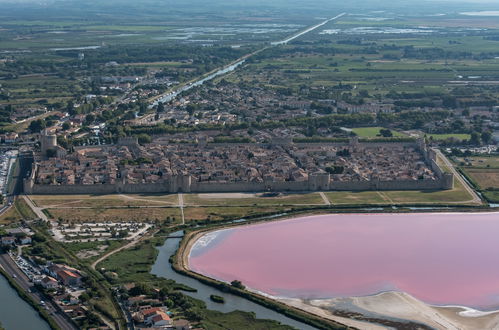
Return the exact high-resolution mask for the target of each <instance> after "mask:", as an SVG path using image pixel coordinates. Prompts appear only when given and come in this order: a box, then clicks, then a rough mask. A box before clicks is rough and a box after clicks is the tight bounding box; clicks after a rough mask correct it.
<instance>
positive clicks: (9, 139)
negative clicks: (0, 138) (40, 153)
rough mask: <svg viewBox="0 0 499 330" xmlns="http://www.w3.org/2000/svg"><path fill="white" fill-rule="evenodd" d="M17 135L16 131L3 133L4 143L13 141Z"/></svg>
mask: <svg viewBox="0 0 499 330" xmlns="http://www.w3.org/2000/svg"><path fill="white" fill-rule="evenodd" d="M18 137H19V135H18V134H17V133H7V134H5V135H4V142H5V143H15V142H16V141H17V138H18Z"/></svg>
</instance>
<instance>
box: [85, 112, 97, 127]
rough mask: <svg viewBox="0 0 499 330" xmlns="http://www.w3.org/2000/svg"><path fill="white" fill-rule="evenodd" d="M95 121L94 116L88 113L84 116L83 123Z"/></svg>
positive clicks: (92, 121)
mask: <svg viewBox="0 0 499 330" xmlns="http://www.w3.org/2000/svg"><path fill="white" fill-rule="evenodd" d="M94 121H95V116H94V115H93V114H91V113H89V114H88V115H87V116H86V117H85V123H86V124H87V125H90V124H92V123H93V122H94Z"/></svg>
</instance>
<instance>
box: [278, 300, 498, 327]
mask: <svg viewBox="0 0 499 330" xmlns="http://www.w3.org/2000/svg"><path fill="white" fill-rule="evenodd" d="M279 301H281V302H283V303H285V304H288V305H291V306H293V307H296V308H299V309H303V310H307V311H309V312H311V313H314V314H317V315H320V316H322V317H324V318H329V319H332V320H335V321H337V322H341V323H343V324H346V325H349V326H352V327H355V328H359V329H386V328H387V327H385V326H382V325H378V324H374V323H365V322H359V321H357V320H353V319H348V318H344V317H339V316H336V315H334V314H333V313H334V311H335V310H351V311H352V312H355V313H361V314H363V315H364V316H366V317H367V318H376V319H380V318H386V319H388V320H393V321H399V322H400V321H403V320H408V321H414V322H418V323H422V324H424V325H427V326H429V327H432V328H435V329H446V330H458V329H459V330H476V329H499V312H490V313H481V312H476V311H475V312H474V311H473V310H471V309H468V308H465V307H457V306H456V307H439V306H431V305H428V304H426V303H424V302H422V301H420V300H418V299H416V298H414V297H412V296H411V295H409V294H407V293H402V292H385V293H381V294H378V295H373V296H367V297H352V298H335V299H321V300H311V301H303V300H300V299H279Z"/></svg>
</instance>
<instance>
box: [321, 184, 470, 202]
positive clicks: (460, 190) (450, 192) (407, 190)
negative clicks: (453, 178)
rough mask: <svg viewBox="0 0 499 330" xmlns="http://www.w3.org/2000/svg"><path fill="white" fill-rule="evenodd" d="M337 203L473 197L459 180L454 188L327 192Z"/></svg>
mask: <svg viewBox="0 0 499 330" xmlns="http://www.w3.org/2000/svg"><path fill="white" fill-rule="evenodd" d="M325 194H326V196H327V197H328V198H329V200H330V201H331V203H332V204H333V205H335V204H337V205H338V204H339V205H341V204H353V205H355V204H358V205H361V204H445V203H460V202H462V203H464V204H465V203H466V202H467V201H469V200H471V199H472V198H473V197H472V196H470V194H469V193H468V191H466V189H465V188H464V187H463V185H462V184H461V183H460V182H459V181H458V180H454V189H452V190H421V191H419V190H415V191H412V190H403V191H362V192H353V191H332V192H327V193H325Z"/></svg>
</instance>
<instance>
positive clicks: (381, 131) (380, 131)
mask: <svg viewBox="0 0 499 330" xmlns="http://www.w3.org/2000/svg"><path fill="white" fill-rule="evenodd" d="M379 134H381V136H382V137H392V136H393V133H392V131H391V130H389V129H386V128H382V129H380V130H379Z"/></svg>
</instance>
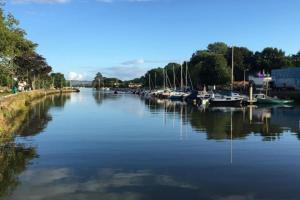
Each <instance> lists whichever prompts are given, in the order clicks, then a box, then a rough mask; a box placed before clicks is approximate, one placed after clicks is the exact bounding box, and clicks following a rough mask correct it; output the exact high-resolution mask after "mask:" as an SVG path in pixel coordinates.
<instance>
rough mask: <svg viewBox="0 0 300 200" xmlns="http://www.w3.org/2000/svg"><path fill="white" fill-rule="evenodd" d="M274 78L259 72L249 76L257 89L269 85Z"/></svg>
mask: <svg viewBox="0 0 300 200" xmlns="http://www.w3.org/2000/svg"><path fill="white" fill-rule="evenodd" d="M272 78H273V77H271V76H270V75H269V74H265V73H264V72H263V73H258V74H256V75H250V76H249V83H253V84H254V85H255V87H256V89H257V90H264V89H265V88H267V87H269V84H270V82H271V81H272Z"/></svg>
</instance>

▶ What you need to do
Retype the lines above, starting from the first one and continuing through the line that contains "negative clicks: (0, 138) (40, 153)", and leave the pictures out.

▶ Output below
Return the exact high-resolution mask for the target of each <instance> after "mask:", as an SVG path using image pixel coordinates. Prompts appear only when given and come in this order: a box, then clicks, then a rough mask. A box before clicks is rough and a box after clicks is the tight bounding box; clicks after a rough mask correct it.
<instance>
positive clicks: (9, 139)
negative clicks: (0, 138) (40, 153)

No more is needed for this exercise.